_Task instructions_:
1. Answer these questions from the reading response on design principles:
(a) Which principle number carries the words "Aesthetics. Make me feel somethin'!"?
(b) What two other names for estrangement theory does the response give?
(c) On which page does the textbook mention "self-reference, self-reflexivity, feedback, recursion, paradox"?
2. Return the stretch of the reading response from "I would also" through "(i.e., an illusion)?", copied word for word.

_Source text_:
Katherine C.

Sunday, Oct 16, 2022

Music 256A / CS476A, Stanford University

Word count: 415

Reading Response to Artful Design Chapter 3

From this week's reading, I'd like to respond to Artful Design Principle 3.14, which states:

Principle 3.14: “Savor strange design loops” (p. 121).

– where strange design loops refers to the construction of “feedback and recursive connections between elements,” and blurring the “distinction between medium and message using some intrinsic property of the design.” (p. 121).

The term “strange design loops” was pretty fascinating to me. Previously, I thought of good design as creating sound, graphics, and interaction that could be described as beautiful, sleek, innovative, unobtrusive, etc. – but I definitely would not have described it as “strange.” But on second thought, I realized that strangeness could have beauty in itself, such as in the zipper monster pencil case, because strange recursive connections and blurring the distinction between medium and message could evoke curiosity and feelings of wonder in someone (here, we see a connection to Principle 3.12: “Aesthetics. Make me feel somethin’!”).

In addition, I’d like to make a connection between this principle and estrangement theory (something I learned from the ITALIC program at Stanford), also called defamiliarization or ostranenie, which is defined as the artistic technique of “presenting familiar objects or situations in an unfamiliar way, prolonging the perceptive process and allowing for a fresh perspective” – Dictionary.com. I feel like this principle echoes estrangement theory really well, and the examples of strange design loops presented in the textbook (e.g., the penrose triangle and stairs, as well as M.C. Escher’s Drawing Hand and Ascending and Descending) remind me of art movements of ostranenie like dadaism.

I would also like to comment more specifically on the textbook’s reference to ideas related to the uncanny, such as “self-reference, self-reflexivity, feedback, recursion, paradox” and being “mind-boggling and meta” (p. 138). It’s interesting to me how the uncanny can be used as a tool to close the gap between function and form, between medium and message. But now I also wonder if strange design loops are the only way to close this gap. Does there exist another way to make a leap to close the aforementioned gap, perhaps one that is not as aesthetic? Is the gap actually closed, or is it just perceived to be closed (i.e., an illusion)?

Finally, I would like to ask an overarching question to this principle: Strange design loops can create uncanny feelings and may make the user feel weird or uncomfortable. Is a design created with the intention of making people feel uncomfortable good (or more specifically, ethically right)?

Stored items:
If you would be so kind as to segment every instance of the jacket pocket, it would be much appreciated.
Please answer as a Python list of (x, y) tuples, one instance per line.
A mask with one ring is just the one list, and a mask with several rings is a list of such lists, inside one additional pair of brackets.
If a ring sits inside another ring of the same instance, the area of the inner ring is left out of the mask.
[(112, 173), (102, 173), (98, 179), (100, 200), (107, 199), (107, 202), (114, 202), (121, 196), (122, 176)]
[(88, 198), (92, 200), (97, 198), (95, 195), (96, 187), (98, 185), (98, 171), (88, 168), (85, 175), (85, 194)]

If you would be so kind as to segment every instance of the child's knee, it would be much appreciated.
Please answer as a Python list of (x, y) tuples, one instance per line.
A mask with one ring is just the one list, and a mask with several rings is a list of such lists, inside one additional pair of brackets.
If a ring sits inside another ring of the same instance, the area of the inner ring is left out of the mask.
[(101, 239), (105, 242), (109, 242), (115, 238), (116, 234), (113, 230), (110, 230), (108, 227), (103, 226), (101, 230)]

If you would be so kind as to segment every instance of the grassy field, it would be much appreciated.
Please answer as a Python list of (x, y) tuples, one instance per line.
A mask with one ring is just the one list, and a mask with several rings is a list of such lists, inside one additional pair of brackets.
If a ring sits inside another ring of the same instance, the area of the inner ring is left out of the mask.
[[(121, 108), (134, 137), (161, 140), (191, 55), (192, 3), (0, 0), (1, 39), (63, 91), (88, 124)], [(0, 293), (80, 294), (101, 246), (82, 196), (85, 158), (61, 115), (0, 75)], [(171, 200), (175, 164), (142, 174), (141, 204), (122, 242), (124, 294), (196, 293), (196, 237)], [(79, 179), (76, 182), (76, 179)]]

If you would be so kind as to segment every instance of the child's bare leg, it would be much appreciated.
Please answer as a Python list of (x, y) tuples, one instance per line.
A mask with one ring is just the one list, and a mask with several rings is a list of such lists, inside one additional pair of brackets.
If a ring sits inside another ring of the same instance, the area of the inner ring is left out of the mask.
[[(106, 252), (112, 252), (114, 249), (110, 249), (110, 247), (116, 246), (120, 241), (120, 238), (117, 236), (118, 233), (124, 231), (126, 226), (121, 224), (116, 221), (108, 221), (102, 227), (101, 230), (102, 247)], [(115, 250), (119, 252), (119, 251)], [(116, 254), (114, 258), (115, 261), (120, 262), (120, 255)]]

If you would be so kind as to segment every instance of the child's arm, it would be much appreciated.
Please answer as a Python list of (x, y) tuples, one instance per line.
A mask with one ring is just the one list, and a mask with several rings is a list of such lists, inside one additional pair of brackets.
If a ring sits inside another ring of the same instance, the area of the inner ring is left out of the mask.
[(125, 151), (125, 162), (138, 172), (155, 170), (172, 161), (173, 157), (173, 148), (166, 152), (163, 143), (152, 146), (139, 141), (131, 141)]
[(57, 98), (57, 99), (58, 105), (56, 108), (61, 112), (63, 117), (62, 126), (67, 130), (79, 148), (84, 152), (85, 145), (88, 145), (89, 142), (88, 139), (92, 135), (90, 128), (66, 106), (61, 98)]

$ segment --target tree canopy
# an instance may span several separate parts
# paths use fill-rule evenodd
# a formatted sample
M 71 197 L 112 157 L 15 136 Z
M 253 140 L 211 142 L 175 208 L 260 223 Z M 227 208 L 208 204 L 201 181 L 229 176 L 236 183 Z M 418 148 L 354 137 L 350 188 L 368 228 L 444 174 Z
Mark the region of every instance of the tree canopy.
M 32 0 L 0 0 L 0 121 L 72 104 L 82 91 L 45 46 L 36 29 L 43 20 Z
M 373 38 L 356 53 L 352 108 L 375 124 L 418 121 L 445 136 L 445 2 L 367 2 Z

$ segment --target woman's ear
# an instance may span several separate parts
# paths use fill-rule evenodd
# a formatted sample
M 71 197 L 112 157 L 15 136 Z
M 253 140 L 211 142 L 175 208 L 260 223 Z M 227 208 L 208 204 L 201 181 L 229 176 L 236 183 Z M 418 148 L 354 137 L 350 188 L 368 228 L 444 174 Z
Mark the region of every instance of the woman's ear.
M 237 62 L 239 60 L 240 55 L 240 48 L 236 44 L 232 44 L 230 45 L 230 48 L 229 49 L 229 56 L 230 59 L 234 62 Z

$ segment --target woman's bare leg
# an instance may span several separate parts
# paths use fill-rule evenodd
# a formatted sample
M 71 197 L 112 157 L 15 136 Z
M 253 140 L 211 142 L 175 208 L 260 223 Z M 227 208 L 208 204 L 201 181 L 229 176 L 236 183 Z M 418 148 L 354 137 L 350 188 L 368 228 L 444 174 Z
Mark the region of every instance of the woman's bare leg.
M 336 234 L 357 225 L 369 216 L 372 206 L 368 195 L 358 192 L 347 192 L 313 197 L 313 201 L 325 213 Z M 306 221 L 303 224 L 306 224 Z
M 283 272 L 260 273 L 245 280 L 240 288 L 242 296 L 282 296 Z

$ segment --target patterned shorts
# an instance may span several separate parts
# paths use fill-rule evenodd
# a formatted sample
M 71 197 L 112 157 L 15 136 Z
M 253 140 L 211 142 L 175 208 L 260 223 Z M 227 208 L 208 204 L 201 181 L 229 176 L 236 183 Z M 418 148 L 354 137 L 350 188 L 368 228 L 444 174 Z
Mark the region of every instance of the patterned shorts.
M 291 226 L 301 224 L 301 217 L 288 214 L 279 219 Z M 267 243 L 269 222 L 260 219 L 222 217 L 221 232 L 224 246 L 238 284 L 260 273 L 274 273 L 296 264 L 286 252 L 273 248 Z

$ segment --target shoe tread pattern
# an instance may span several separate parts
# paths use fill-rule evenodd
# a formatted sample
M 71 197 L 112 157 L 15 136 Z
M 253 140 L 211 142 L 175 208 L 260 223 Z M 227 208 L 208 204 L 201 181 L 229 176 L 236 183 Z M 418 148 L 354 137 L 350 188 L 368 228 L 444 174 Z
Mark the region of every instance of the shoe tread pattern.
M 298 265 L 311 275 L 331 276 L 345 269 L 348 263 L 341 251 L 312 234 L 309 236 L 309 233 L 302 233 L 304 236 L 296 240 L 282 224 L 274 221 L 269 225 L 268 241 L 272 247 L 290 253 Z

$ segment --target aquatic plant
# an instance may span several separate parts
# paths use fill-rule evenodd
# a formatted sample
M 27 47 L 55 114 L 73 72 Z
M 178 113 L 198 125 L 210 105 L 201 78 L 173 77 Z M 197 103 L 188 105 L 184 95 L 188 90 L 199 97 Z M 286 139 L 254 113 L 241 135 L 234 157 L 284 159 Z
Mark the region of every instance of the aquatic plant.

_Task-by-task solutions_:
1.
(a) Principle 3.12
(b) Defamiliarization and ostranenie
(c) Page 138

2.
I would also like to comment more specifically on the textbook’s reference to ideas related to the uncanny, such as “self-reference, self-reflexivity, feedback, recursion, paradox” and being “mind-boggling and meta” (p. 138). It’s interesting to me how the uncanny can be used as a tool to close the gap between function and form, between medium and message. But now I also wonder if strange design loops are the only way to close this gap. Does there exist another way to make a leap to close the aforementioned gap, perhaps one that is not as aesthetic? Is the gap actually closed, or is it just perceived to be closed (i.e., an illusion)?